WHAT YOU SHOULD DO:
Write out the lines below word for word, changing nothing.

INPUT FOR THIS TASK:
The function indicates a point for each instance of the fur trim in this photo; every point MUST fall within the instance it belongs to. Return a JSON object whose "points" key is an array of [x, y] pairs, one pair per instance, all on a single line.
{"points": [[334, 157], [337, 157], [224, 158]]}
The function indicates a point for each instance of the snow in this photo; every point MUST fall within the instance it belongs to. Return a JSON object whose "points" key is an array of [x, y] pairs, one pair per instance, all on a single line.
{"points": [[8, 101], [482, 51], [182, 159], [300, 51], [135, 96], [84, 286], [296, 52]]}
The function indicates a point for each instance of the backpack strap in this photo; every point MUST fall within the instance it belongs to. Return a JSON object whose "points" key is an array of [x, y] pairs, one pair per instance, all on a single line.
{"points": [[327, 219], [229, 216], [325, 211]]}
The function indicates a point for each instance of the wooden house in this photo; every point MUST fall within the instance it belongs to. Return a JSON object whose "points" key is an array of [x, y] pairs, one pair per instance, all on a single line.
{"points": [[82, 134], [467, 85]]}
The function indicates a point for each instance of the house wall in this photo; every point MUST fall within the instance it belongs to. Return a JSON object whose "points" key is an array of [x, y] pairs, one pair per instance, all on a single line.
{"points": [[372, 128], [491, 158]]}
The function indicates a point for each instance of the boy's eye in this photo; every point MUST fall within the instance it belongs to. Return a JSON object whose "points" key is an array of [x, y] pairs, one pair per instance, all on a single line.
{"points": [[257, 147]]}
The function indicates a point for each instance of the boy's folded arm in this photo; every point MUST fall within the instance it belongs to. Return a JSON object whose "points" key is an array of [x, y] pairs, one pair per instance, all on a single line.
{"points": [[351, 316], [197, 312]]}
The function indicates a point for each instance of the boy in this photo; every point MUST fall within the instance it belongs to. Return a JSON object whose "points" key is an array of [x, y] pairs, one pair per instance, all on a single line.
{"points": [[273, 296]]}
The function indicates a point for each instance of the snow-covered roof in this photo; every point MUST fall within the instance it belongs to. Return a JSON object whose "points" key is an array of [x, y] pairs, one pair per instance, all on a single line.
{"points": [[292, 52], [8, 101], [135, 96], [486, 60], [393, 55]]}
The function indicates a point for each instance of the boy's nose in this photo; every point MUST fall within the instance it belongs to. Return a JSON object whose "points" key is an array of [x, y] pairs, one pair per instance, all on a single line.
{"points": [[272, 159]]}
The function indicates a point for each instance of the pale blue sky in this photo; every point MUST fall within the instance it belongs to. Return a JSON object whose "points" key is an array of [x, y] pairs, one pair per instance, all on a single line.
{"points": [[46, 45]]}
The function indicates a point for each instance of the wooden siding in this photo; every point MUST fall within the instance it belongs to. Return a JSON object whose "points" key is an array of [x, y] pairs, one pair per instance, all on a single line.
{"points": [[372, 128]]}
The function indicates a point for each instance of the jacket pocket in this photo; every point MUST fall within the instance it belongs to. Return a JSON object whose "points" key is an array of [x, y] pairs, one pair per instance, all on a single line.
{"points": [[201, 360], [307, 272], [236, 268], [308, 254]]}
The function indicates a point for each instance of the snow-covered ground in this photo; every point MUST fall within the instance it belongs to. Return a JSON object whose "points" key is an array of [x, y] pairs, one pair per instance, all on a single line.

RESPONSE TO THIS TASK:
The function indicates a point for each instance of the fur trim in this photo; every point MUST fall within the instance it belongs to. Return a JSON object whose "points" key is an array of [x, y] pairs, one pair per instance, all on a single line.
{"points": [[334, 157], [337, 157], [224, 158]]}
The function indicates a point for each instance of the snow in this photo; every point MUST fall within the instance it belongs to. Return a JSON object whose "points" key is an array of [x, y] pairs, one pair per instance, all on a single line.
{"points": [[8, 101], [482, 51], [182, 159], [300, 51], [135, 96], [84, 286], [296, 52]]}
The function indicates a point for each instance of the backpack strap in this photo; every point MUST fall within the instance it belongs to. Return a JSON object whose "points" key is an array of [x, y] pairs, one pair per instance, all on a single line.
{"points": [[327, 219], [229, 216], [325, 211]]}
The function indicates a point for each instance of the wooden house in this photo; every point MUST fall within the instance it belongs to. Return a JSON object whose "points" key is an array of [x, y] pairs, one pair per instance, all on a single line.
{"points": [[82, 134], [467, 85]]}
The function indicates a point for each instance of the house wall in this photo; every point MUST fall within the instance it belongs to. Return a JSON object whose "points" key is an array of [x, y] pairs, one pair per instance, all on a single line.
{"points": [[372, 128], [491, 158]]}
The function indicates a point for each instance of the boy's eye in this photo; every point MUST fall within the instance it belongs to. Return a JSON object whose "points" key is an array of [x, y] pairs, one pair per instance, all on a single line.
{"points": [[257, 147]]}
The function indicates a point for each instance of the boy's folded arm in this photo; every point MUST fall within the instance it belongs to. Return a JSON object whose "points" key is an array of [x, y] pairs, one pair per instance, all on a single line.
{"points": [[351, 316], [197, 312]]}
The function indicates a point for each instance of the boy in this photo; every point MUST fall within the instance it belongs to. Return a JSON object whose "points" key is an array of [x, y] pairs, one pair per instance, all on a single line.
{"points": [[273, 296]]}
The function indicates a point for each instance of the snow-covered roof in this photo; every point MUST fall within the instance it belongs to. Return a JSON object whose "points" key is an array of [x, y] pairs, one pair per instance, all on a single line.
{"points": [[292, 52], [8, 101], [135, 96], [486, 60], [393, 55]]}
The function indicates a point for each instance of the boy's nose in this photo; every point MUST fall within the instance it belongs to. Return a JSON object whose "points" key is an array of [x, y] pairs, one pair per instance, all on a single line.
{"points": [[272, 159]]}
The function indicates a point for each instance of the pale blue sky in this photo; every point MUST fall within the instance it belongs to. Return a JSON object whose "points" key is an array of [x, y] pairs, one pair per instance, all on a single line.
{"points": [[46, 45]]}
The function indicates a point for each instance of the wooden siding in this photo; every point MUST fall within the instance it belongs to. Return a JSON object whose "points" key is an array of [x, y] pairs, one pair per instance, all on a single line.
{"points": [[372, 128]]}
The function indicates a point for each instance of the jacket pocket in this photo; every point MUST fall within the instance it belongs to. Return a JSON object whose "points" key is an array of [x, y] pairs, one pair per instance, all on a single line.
{"points": [[201, 360], [307, 272], [236, 268], [308, 254]]}
The function indicates a point for each instance of the snow-covered ground in this photo; every point MUST fall within the instance it belongs to. Return a JSON object whose "points" key is an array of [x, y] pairs, one pair per instance, all on a single line.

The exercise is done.